What you need to do =>
Output the material beneath exactly, leaving nothing out.
## BEGIN Material to process
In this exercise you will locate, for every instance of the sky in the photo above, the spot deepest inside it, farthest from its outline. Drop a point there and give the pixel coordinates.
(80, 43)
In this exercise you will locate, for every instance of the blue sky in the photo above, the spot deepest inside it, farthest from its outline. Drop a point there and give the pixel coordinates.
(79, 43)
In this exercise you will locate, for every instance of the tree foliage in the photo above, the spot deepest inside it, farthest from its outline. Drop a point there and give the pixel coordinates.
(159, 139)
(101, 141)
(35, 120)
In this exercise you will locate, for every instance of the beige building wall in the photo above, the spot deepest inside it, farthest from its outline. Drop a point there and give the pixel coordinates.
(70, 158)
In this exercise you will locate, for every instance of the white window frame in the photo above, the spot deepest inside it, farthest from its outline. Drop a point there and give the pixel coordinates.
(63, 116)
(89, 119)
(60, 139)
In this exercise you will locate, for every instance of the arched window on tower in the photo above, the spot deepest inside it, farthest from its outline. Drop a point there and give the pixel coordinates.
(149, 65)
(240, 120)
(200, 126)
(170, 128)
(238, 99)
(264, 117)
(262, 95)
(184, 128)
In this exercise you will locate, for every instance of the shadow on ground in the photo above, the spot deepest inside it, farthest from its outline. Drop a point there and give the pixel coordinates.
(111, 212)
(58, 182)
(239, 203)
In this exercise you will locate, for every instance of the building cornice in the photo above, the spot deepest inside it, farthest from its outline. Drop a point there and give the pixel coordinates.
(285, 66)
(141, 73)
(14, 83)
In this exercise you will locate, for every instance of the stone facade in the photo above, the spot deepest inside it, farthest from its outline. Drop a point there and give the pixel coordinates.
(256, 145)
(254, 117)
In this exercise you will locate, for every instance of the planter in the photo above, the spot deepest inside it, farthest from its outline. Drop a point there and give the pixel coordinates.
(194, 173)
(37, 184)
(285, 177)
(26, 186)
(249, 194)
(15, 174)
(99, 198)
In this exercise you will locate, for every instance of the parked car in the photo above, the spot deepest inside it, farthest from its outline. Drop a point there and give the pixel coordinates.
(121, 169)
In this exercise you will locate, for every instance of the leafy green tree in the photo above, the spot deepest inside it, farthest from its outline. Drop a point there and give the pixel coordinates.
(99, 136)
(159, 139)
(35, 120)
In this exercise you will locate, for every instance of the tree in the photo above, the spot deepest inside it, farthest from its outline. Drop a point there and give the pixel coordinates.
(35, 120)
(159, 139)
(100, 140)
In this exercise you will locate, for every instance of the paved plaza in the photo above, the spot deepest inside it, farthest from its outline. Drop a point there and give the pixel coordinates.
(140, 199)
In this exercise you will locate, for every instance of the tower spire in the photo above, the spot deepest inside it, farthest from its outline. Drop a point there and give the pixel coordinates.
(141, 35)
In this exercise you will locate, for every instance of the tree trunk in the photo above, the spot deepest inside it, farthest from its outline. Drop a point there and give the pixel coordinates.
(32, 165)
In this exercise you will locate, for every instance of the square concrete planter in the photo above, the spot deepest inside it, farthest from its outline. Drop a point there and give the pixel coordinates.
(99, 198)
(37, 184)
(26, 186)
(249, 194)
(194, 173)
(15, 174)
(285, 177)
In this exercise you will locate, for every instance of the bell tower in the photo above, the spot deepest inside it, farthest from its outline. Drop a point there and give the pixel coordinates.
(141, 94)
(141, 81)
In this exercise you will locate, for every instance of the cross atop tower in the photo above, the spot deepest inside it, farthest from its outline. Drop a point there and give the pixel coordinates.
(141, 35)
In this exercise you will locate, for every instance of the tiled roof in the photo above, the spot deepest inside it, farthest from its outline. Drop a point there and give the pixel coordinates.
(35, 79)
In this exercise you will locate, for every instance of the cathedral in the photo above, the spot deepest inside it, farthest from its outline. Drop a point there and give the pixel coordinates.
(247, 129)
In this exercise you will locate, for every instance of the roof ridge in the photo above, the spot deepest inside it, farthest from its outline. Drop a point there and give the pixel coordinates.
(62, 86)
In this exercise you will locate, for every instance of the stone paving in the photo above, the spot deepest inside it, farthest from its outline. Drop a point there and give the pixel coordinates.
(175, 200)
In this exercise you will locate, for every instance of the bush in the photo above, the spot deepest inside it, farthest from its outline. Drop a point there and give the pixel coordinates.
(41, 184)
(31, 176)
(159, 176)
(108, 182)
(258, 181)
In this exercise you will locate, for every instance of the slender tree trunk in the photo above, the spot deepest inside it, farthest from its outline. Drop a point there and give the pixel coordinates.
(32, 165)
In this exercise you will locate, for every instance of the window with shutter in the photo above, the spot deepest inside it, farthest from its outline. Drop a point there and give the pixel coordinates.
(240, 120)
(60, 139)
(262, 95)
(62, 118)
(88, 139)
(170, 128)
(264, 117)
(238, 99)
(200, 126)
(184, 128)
## END Material to process
Task answer =>
In this exercise you will locate, for every instance of the sky in the photo above, the spot deepest inside it, farthest from its outline. Drop a point there and give the pixel coordinates.
(80, 43)
In this exercise you will locate, for every instance of the blue sky in the photo above, the spot deepest inside it, farthest from its outline. Drop a point there and give the pixel coordinates.
(79, 43)
In this exercise you will locate, for every instance of the tree foliage in the photo above, the spot deepest inside it, farthest from its outline. Drop a point there and give the pixel coordinates.
(159, 139)
(101, 141)
(35, 120)
In this exercise you will locate, for every instance of the beige building wall in the photo above, the spot deepest inside it, farthest from its outline. Drop a point there and give the pixel coordinates.
(70, 158)
In this exercise you will locate, for every instance of the white window frame in the photo above, the spot deepest inside it, farthest from its outline. Drop a point there and give the pixel coordinates.
(63, 116)
(89, 119)
(60, 139)
In this exercise you will locate, for every instance of the arched window on tower in the photo above, the spot deepest inside it, farthest from its outline. Drop a point there and give the pixel coordinates.
(149, 65)
(240, 120)
(200, 126)
(170, 128)
(238, 99)
(264, 117)
(262, 95)
(184, 128)
In this exercise you will locate, for every instance of the shadow on ground in the photo above, the spot deepest inside it, farthest from its outline. Drop a point there and give the pixel coordinates.
(111, 212)
(58, 182)
(239, 203)
In this exercise you will locate, for every instance of the building cornice in the photo above, the spot deepest inside it, farthest from its outline. Drop a point there and give the pixel coordinates.
(285, 66)
(141, 73)
(14, 83)
In this exercise you will locate, for every instance of the stone facade in the photo above, the spot deepest inside it, farthest from its outline. Drop a point there and give the pixel coordinates.
(256, 145)
(254, 117)
In this exercise you will locate, for every instance of the planter in the photo above, the spot deepest inside it, farthest from its outline. Drop a point there and give the pixel coordinates.
(194, 173)
(37, 184)
(285, 177)
(26, 186)
(249, 194)
(15, 174)
(99, 198)
In this exercise you will locate, for every instance of the parked car in the photo above, the spot deepest inside it, farthest from its outline. Drop a point there and give the pixel coordinates.
(121, 169)
In this exercise you will locate, for every instance of the leafy green tree in the photo above, the spot deepest inside it, farthest from its outline. Drop a point there and give the pixel coordinates.
(99, 136)
(159, 139)
(35, 120)
In this exercise you will locate, for every instance of the tree in the photo above, the spot deepest inside it, farthest from its outline. Drop a point there and give the pixel coordinates.
(35, 120)
(159, 139)
(100, 140)
In this exercise you will locate, for every instance of the paved plaza in the photo above, the spot deepest inside it, farthest from its outline. Drop a point there and give the pixel coordinates.
(140, 199)
In this exercise you will locate, for every instance of the tower spire in the photo above, the spot deepest inside it, farthest from its outline. Drop a point there and give the pixel coordinates.
(141, 35)
In this exercise you will locate, for every instance of the tree trunk in the photo above, the spot deepest inside it, farthest from its outline. Drop a point there and give the pixel coordinates.
(32, 165)
In this exercise you will locate, for every instance of the square concrete planter in the photo above, the spot deepest inside it, farthest from its outline. Drop a point there and give the pixel coordinates.
(99, 198)
(37, 184)
(26, 186)
(249, 194)
(194, 173)
(15, 174)
(285, 177)
In this exercise you will locate, for every instance of the bell tower in the photo above, the spot deepest inside it, farthest from its outline. Drop a point there and give the pixel coordinates.
(141, 94)
(141, 81)
In this exercise you will locate, for every instance of the cross atop tower in the photo above, the spot deepest inside it, farthest from its outline. Drop a point there and give the pixel coordinates.
(141, 35)
In this exercise you will locate, for every instance of the tiled roof in the photo above, the spot deepest inside it, farthest from its outline. Drop a point there and give the pixel coordinates.
(35, 79)
In this exercise you will locate, for every instance of the cathedral in the photo above, the spot deepest inside it, farthest from its outline. Drop a point there and give the pixel coordinates.
(247, 129)
In this exercise you will locate, for every instance of the roof ridge in the photo above, the spot deepest inside it, farthest from its outline. Drop a point there and give the pixel coordinates.
(62, 86)
In this exercise you will locate, for every instance of the stone paving in the photo above, the spot deepest inside it, farthest from its outline. Drop a point there and give the pixel coordinates.
(175, 200)
In this exercise you will locate, for every instance of the bush in the photo above, the spot deepest inside it, farthest from its outline. Drop a point there and give the pixel coordinates.
(41, 184)
(31, 176)
(159, 176)
(108, 182)
(258, 181)
In this exercise you will locate, for every instance of the slender tree trunk in the photo above, the spot deepest inside it, farthest from its outline. Drop a point there and give the pixel coordinates.
(32, 165)
In this exercise you will locate, for every instance of the window with shutter in the photo above, the spot deepest inside it, farthest from its outline. Drop a point there and give the pixel coordinates.
(240, 120)
(60, 139)
(262, 95)
(62, 118)
(88, 139)
(170, 128)
(264, 117)
(238, 99)
(200, 126)
(184, 128)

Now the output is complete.